WHAT YOU SHOULD DO >> In the entries below, count the lines that contain the string "surface", treating uppercase and lowercase as different. Reply with the number alone.

* START *

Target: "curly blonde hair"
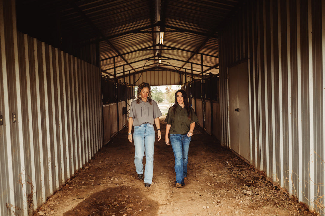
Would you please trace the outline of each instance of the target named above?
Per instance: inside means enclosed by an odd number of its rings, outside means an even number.
[[[144,88],[149,88],[149,94],[148,95],[147,101],[151,105],[151,101],[152,100],[151,99],[151,87],[148,83],[143,82],[138,86],[138,90],[136,92],[136,103],[138,104],[140,102],[141,100],[141,91]]]

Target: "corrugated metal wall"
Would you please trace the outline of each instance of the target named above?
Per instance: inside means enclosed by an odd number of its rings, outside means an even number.
[[[101,147],[100,71],[17,33],[14,2],[0,1],[0,215],[23,215]]]
[[[229,146],[227,68],[246,60],[250,162],[324,215],[325,2],[242,8],[220,32],[222,144]]]

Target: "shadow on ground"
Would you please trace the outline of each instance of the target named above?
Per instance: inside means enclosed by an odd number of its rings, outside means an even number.
[[[144,193],[124,186],[108,188],[94,193],[63,215],[157,215],[158,203],[144,198]]]

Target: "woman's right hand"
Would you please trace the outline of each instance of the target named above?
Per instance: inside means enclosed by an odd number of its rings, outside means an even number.
[[[166,144],[169,145],[169,139],[168,138],[168,135],[165,136],[165,141],[166,142]]]
[[[127,136],[127,138],[129,139],[129,142],[132,142],[132,135],[130,134],[128,135]]]

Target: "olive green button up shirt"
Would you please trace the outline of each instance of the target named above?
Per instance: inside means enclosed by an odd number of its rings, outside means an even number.
[[[169,108],[165,121],[168,124],[172,125],[169,131],[170,134],[186,134],[189,131],[190,125],[194,122],[199,121],[193,108],[191,107],[191,110],[192,118],[188,119],[186,109],[182,108],[179,104],[175,110],[175,116],[173,114],[173,107]]]

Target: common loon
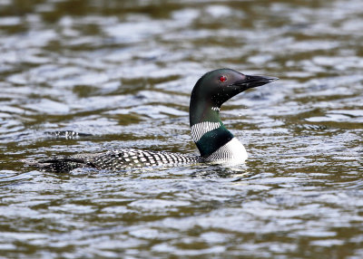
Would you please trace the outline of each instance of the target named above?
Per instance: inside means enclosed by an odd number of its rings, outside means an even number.
[[[201,162],[243,163],[247,158],[246,149],[221,122],[221,106],[245,90],[276,80],[276,77],[245,75],[231,69],[214,70],[198,80],[191,96],[190,125],[191,138],[201,156],[119,149],[96,154],[56,156],[37,161],[25,160],[25,163],[55,172],[69,172],[77,168],[117,171],[127,168]]]

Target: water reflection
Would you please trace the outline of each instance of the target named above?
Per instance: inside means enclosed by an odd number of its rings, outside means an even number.
[[[362,8],[0,1],[2,254],[361,257]],[[221,110],[246,165],[54,175],[19,162],[196,153],[190,92],[220,67],[281,79]],[[93,136],[45,134],[59,130]]]

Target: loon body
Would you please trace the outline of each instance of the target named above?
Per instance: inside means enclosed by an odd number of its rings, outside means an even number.
[[[221,107],[226,101],[245,90],[275,80],[278,78],[249,76],[231,69],[219,69],[207,72],[196,82],[191,96],[190,126],[192,139],[201,156],[120,149],[96,154],[56,156],[38,161],[25,160],[25,163],[55,172],[69,172],[77,168],[117,171],[127,168],[201,162],[243,163],[247,159],[246,149],[221,122]]]

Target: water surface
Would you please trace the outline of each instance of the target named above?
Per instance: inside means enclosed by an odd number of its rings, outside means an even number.
[[[0,252],[8,258],[361,258],[363,3],[0,1]],[[190,92],[279,82],[221,110],[245,165],[41,172],[24,158],[198,154]],[[74,130],[93,136],[54,138]]]

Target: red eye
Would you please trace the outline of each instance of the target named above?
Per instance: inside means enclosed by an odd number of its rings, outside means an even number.
[[[221,82],[225,82],[226,81],[227,81],[227,77],[225,77],[224,75],[220,76]]]

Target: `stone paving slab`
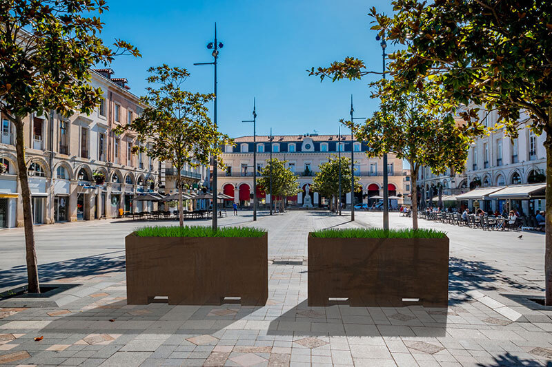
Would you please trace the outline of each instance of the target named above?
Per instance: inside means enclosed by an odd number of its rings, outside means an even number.
[[[494,264],[498,270],[491,273],[486,271],[488,262],[466,260],[467,250],[455,247],[462,242],[452,230],[451,258],[464,261],[451,260],[448,308],[308,307],[307,266],[297,264],[306,256],[308,231],[371,226],[377,219],[372,213],[357,217],[357,222],[350,222],[301,211],[246,223],[268,229],[271,260],[293,260],[269,264],[269,299],[264,306],[127,305],[121,271],[58,279],[81,284],[72,290],[77,300],[63,307],[0,308],[0,365],[552,364],[548,315],[538,310],[520,312],[519,304],[496,295],[538,290],[540,283],[531,280],[538,279],[531,273],[538,266],[528,263],[506,274],[499,269],[506,265]],[[397,227],[407,224],[393,220]],[[485,233],[483,240],[493,235]],[[537,270],[526,269],[531,266]],[[522,270],[529,280],[509,277]],[[43,338],[35,341],[37,337]]]

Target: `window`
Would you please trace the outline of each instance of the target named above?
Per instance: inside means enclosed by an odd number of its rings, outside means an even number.
[[[132,143],[126,142],[126,165],[132,165]]]
[[[60,180],[67,180],[67,170],[63,166],[59,166],[56,170],[56,176]]]
[[[106,98],[101,98],[99,101],[99,115],[106,117]]]
[[[529,131],[529,160],[537,159],[537,136],[535,132]]]
[[[496,165],[502,165],[502,139],[496,140]]]
[[[77,175],[77,178],[79,178],[79,181],[90,181],[88,178],[88,174],[86,172],[86,170],[83,168],[81,168],[79,171],[79,174]]]
[[[98,159],[106,160],[106,134],[100,133],[98,142]]]
[[[519,162],[518,159],[518,138],[516,138],[512,141],[512,163],[517,163]]]
[[[393,163],[388,163],[387,164],[387,174],[388,176],[393,176]]]
[[[9,120],[2,120],[2,136],[0,138],[2,144],[13,144],[13,134],[12,132],[12,123]]]
[[[34,176],[36,177],[46,177],[46,174],[44,173],[44,170],[42,169],[42,166],[41,166],[39,163],[36,162],[33,162],[29,166],[29,169],[27,171],[27,173],[29,176]]]
[[[67,121],[59,121],[59,153],[61,154],[69,154],[68,138],[69,123]]]
[[[489,168],[489,144],[486,143],[483,145],[483,151],[485,155],[483,167],[484,168]]]
[[[81,157],[88,158],[88,129],[81,127]]]

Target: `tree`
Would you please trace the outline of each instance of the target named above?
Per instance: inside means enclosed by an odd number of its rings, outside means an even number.
[[[339,158],[335,154],[332,154],[329,160],[320,165],[319,168],[319,171],[313,179],[312,189],[322,196],[331,198],[335,202],[334,207],[337,208],[337,198],[339,196]],[[342,192],[351,191],[351,159],[341,157]],[[355,177],[355,191],[362,192],[362,187],[358,181],[358,177]]]
[[[31,217],[31,197],[25,159],[24,119],[54,112],[70,116],[90,114],[101,91],[89,84],[89,68],[107,65],[117,54],[140,56],[129,43],[116,40],[115,49],[99,38],[103,23],[95,16],[108,10],[103,0],[0,3],[0,111],[15,126],[21,186],[28,291],[39,293]]]
[[[141,101],[148,107],[131,125],[119,130],[136,132],[141,147],[159,160],[169,161],[178,172],[178,211],[180,227],[184,225],[181,170],[186,164],[192,167],[208,165],[210,158],[218,158],[221,167],[220,147],[231,143],[207,116],[206,105],[215,98],[213,94],[201,94],[183,90],[181,86],[190,76],[186,69],[162,65],[150,67],[148,87]],[[146,144],[147,143],[147,144]],[[213,198],[213,200],[217,200]],[[215,215],[215,214],[213,214]]]
[[[259,190],[263,193],[270,193],[270,167],[272,167],[272,196],[273,198],[280,196],[286,198],[293,196],[299,192],[299,181],[297,176],[291,171],[289,167],[286,167],[287,160],[280,160],[277,158],[268,160],[267,164],[261,171],[261,177],[257,179],[257,184]],[[254,190],[256,189],[253,189]],[[284,210],[284,202],[282,200],[281,210]]]
[[[546,134],[546,304],[552,305],[552,2],[546,0],[393,1],[390,17],[371,10],[380,34],[406,48],[393,55],[393,76],[406,82],[431,77],[469,106],[496,110],[512,137],[521,111],[531,129]]]
[[[410,164],[412,227],[418,229],[417,179],[420,168],[429,167],[435,174],[447,169],[462,171],[472,142],[457,125],[444,103],[442,91],[426,81],[417,83],[411,92],[395,81],[372,83],[377,91],[373,98],[381,100],[379,110],[364,123],[344,121],[355,137],[365,141],[368,157],[393,153]]]

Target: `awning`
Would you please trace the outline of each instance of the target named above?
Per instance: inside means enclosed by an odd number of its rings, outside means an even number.
[[[546,184],[516,185],[506,186],[489,195],[493,199],[544,199]]]
[[[486,196],[489,196],[490,194],[493,193],[493,192],[496,192],[499,190],[502,190],[504,189],[504,187],[477,187],[471,191],[468,191],[466,193],[461,193],[460,195],[456,196],[457,200],[482,200],[485,198]]]

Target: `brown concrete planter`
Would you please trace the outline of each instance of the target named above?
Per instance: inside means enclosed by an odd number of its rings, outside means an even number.
[[[446,307],[448,291],[448,238],[308,235],[308,306]]]
[[[168,297],[169,304],[215,304],[241,297],[264,305],[268,296],[268,235],[138,237],[125,239],[128,304]]]

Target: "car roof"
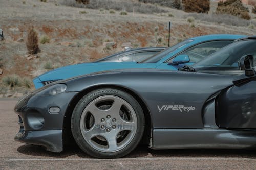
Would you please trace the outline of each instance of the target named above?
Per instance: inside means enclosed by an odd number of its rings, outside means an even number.
[[[138,48],[130,48],[127,50],[123,51],[123,52],[132,52],[134,51],[144,51],[144,50],[163,50],[165,49],[166,47],[143,47]]]
[[[100,58],[96,61],[95,62],[99,62],[100,61],[102,61],[103,60],[107,59],[109,58],[112,57],[113,56],[118,56],[118,55],[125,55],[126,54],[129,54],[129,53],[136,53],[136,52],[140,52],[141,51],[154,51],[154,50],[159,50],[159,51],[162,51],[163,50],[165,49],[166,47],[143,47],[143,48],[129,48],[126,50],[123,50],[121,51],[115,53],[113,53],[112,54],[110,54],[108,56],[106,56],[105,57],[104,57],[102,58]]]
[[[236,34],[210,34],[200,36],[198,37],[195,37],[190,38],[190,39],[193,39],[195,41],[208,41],[210,40],[216,40],[216,39],[231,39],[234,40],[238,38],[241,38],[242,37],[246,37],[244,35],[236,35]]]

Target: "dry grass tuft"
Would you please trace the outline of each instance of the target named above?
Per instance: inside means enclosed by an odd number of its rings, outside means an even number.
[[[4,85],[9,86],[10,87],[15,87],[22,85],[21,78],[16,74],[4,77],[2,79],[2,82]]]
[[[38,47],[38,33],[33,26],[31,27],[28,31],[26,45],[29,54],[37,54],[40,51]]]
[[[47,35],[43,35],[41,38],[40,38],[40,43],[41,43],[42,44],[44,44],[46,43],[50,43],[50,41],[51,40],[51,39],[49,37],[48,37]]]
[[[249,9],[245,7],[241,0],[227,0],[218,3],[216,13],[218,14],[228,14],[241,18],[249,20]]]
[[[76,0],[79,3],[83,3],[83,4],[90,4],[90,0]]]
[[[185,12],[208,13],[210,0],[182,0]]]

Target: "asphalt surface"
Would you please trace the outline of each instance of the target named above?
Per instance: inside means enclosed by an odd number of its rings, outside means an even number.
[[[15,141],[18,131],[13,111],[17,100],[0,99],[0,169],[255,169],[256,151],[190,149],[153,150],[139,147],[124,158],[98,159],[78,148],[60,153]]]

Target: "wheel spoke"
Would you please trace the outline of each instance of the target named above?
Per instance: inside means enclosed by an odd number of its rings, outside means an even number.
[[[99,109],[96,107],[95,104],[96,102],[90,103],[87,106],[86,111],[90,112],[92,114],[96,122],[98,122],[100,121],[102,115],[105,114],[106,111]]]
[[[109,145],[108,150],[115,151],[119,149],[116,141],[117,131],[112,130],[110,132],[102,134],[102,136],[105,137],[108,142]]]
[[[135,130],[136,127],[137,125],[134,122],[127,122],[121,118],[117,122],[117,129],[119,130],[119,132],[124,130],[132,131]]]
[[[122,106],[124,107],[121,109]],[[94,119],[88,115],[89,113]],[[132,106],[123,99],[114,95],[101,96],[91,101],[80,118],[84,139],[92,148],[102,152],[116,152],[125,147],[134,137],[137,126],[136,114]],[[127,133],[120,133],[123,131],[130,131],[129,135],[124,136]],[[97,139],[94,138],[96,136]]]
[[[115,99],[111,107],[109,109],[109,114],[115,116],[120,117],[120,109],[123,105],[123,102],[120,100]]]
[[[82,132],[83,133],[86,138],[89,140],[91,140],[94,137],[100,135],[103,132],[102,130],[100,128],[99,125],[94,125],[89,130],[87,131],[84,129]]]

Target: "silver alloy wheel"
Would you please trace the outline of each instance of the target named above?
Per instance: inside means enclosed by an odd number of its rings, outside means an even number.
[[[83,109],[81,132],[87,142],[101,152],[114,152],[127,146],[137,129],[136,114],[132,106],[114,95],[98,97]]]

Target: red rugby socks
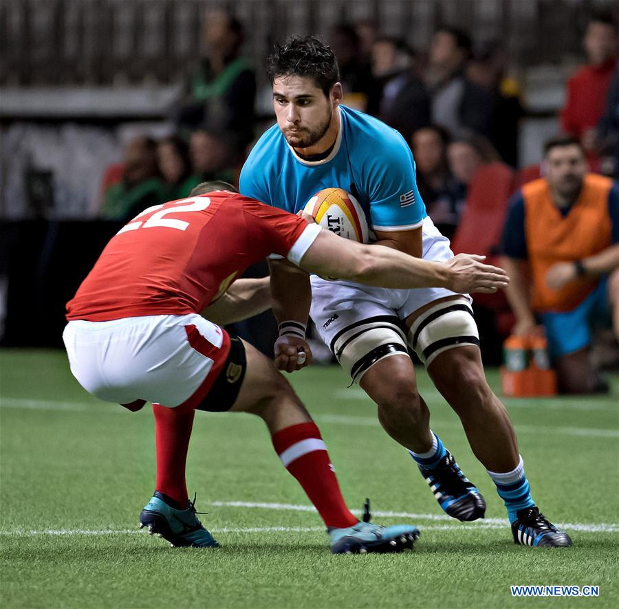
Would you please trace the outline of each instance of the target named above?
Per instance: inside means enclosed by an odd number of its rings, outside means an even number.
[[[157,479],[155,489],[184,506],[187,506],[185,463],[195,410],[180,412],[153,404],[155,414],[155,445],[157,453]]]
[[[359,521],[344,502],[327,447],[315,423],[287,427],[274,434],[272,439],[284,467],[303,487],[327,527],[344,529]]]

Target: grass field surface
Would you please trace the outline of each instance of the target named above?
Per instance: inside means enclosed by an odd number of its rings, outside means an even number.
[[[373,521],[413,522],[414,551],[334,556],[262,422],[199,412],[188,485],[219,549],[173,549],[138,531],[154,483],[153,421],[89,396],[60,351],[0,351],[0,602],[12,607],[616,607],[619,377],[607,397],[510,399],[534,498],[572,535],[513,544],[494,485],[424,373],[433,429],[488,504],[445,516],[376,408],[337,368],[291,376],[320,426],[344,496]],[[496,388],[498,376],[488,373]],[[514,598],[513,584],[594,585],[589,598]]]

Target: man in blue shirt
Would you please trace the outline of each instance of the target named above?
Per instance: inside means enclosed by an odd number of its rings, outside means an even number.
[[[380,121],[341,105],[332,49],[314,37],[293,38],[269,58],[277,124],[267,131],[241,174],[240,190],[298,212],[323,188],[358,199],[376,243],[417,257],[453,256],[449,242],[427,217],[404,139]],[[428,425],[407,349],[426,364],[437,388],[459,416],[476,456],[508,508],[514,540],[569,546],[569,538],[539,513],[531,498],[513,427],[486,381],[470,299],[437,288],[394,290],[307,276],[272,261],[273,311],[289,339],[307,350],[307,313],[353,381],[378,407],[379,420],[408,449],[450,516],[483,518],[486,502]],[[310,309],[311,301],[311,309]],[[294,350],[296,351],[296,350]],[[280,348],[281,369],[301,366]]]

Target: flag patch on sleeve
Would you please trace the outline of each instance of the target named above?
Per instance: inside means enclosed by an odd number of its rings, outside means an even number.
[[[408,207],[410,205],[415,205],[415,192],[413,190],[409,190],[408,192],[400,195],[400,207]]]

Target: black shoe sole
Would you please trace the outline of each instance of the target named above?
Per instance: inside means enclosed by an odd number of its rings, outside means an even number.
[[[450,505],[445,513],[462,522],[471,522],[486,516],[486,500],[479,493],[470,494]]]

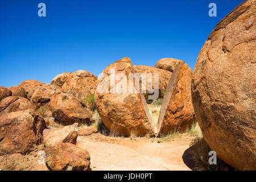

* END *

RESPONSE TO THIS TASK >> 3